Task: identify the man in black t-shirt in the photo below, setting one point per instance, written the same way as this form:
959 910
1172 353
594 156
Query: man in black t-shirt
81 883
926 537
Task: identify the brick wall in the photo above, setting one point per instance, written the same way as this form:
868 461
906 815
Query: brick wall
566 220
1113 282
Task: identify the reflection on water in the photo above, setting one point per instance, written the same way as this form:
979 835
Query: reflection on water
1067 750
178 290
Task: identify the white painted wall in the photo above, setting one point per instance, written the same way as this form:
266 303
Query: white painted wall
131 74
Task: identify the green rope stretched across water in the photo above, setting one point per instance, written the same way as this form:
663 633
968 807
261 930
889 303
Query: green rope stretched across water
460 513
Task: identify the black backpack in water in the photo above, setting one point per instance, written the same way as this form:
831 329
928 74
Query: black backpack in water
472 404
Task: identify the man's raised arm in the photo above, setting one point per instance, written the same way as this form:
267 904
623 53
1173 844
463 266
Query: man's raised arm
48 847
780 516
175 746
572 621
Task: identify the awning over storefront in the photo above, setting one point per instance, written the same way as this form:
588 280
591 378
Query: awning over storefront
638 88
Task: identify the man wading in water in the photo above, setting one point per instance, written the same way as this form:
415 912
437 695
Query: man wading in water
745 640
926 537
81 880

+ + + +

▸ Prompt
Express the lines of the records from the line containing "Task: identify the green" through the end of the records, both inclusive, as a JSON list of strings, one string per line, leaving out any blank lines.

▸ Reply to the exercise
[
  "Task: identify the green rope stretched across water in the photo above, setting one point per instance, written the same way as this form:",
  "663 633",
  "968 807",
  "261 930",
  "889 303",
  "Query: green rope stretched across water",
  "460 513",
  "Task: identify the black backpack in water in the photo above, setting one point per instance, written the same way as this form:",
  "831 329",
  "928 74",
  "Query: black backpack in water",
  "472 404",
  "Task: identify the man's raised arm in the photo above, setting one point per instance, written the same way as this form:",
  "267 904",
  "623 53",
  "1173 844",
  "463 266",
  "Query: man's raised arm",
  "48 847",
  "780 516",
  "175 746",
  "572 621",
  "Task: identify the awning over storefront in the photo above, setting one point per instance, written the same way as this form:",
  "588 280",
  "591 378",
  "Query: awning over storefront",
  "638 88",
  "Task: identify the man wading in water in the photo above, setting one point per instance, written the same way as this form:",
  "415 912",
  "437 695",
  "Query: man wading in water",
  "745 640",
  "926 537",
  "81 880"
]